- DIRECTIONS
Could you write out the material from the line that contains "of the elderly" through the end of the material, both ends included, substituting "pharmacy worker" for "pharmacist" and leaving everything else unchanged? Leave the pictures out of your answer.

- Excerpt from a dataset
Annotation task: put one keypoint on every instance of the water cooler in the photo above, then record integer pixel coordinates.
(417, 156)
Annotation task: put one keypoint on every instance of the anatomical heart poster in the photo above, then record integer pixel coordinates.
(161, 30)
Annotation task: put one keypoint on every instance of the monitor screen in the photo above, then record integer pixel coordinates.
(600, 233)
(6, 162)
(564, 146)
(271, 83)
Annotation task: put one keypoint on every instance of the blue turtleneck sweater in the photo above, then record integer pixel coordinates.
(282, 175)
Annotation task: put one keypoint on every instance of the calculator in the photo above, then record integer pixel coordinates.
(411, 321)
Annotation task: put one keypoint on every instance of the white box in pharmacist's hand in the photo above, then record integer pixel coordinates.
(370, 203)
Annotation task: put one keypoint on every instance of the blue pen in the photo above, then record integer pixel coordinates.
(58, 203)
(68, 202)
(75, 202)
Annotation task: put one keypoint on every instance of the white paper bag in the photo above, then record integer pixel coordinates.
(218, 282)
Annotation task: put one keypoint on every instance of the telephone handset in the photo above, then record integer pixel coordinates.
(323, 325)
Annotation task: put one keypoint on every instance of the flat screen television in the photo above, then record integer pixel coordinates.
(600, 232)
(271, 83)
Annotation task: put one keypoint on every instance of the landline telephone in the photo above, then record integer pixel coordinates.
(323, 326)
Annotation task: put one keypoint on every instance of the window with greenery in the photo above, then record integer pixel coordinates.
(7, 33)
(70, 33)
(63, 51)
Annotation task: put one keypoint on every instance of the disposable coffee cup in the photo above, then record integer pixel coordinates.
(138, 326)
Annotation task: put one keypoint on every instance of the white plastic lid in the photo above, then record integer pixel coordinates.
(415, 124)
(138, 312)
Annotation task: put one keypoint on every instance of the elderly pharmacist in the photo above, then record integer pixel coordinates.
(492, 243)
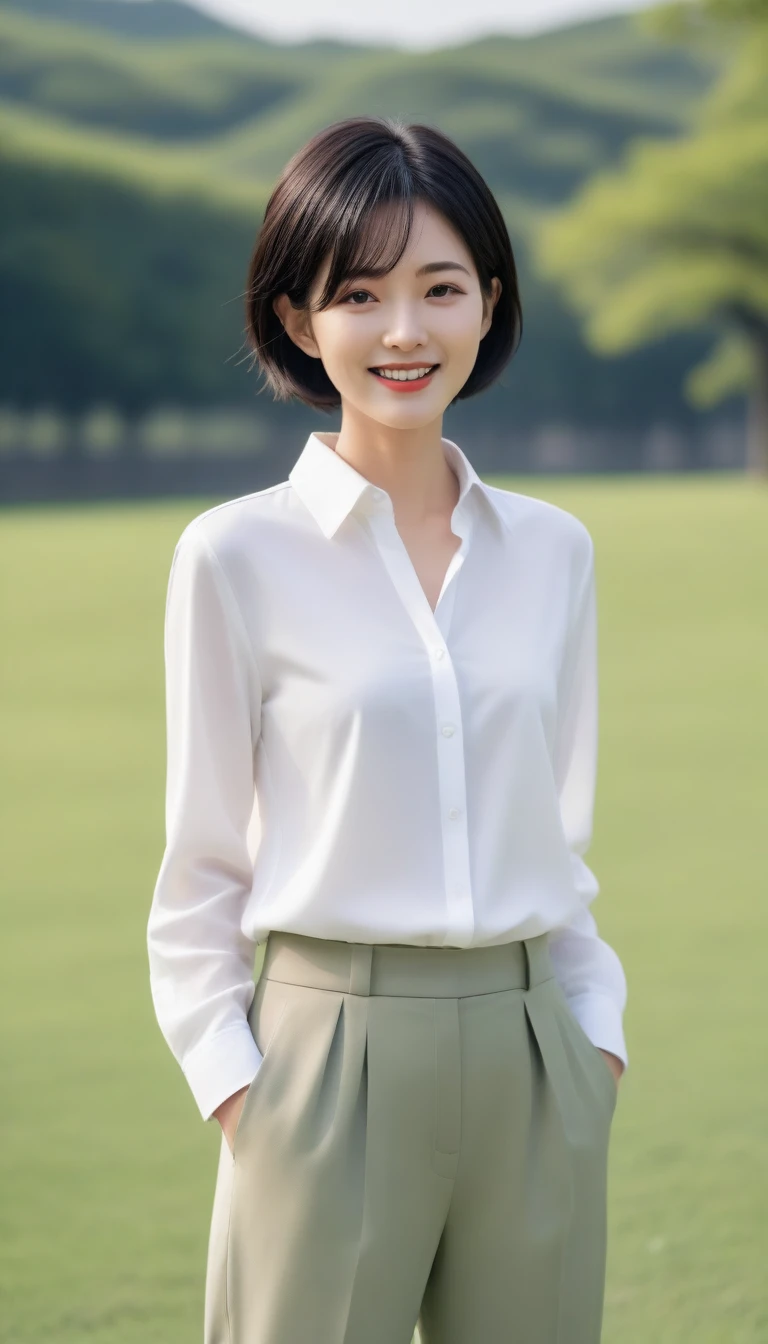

- THE COMPLETED TASK
Annotation task: put one keypoint on every instance of the elderly pharmacy worker in the photo above, then record integer pixel coordinates.
(492, 243)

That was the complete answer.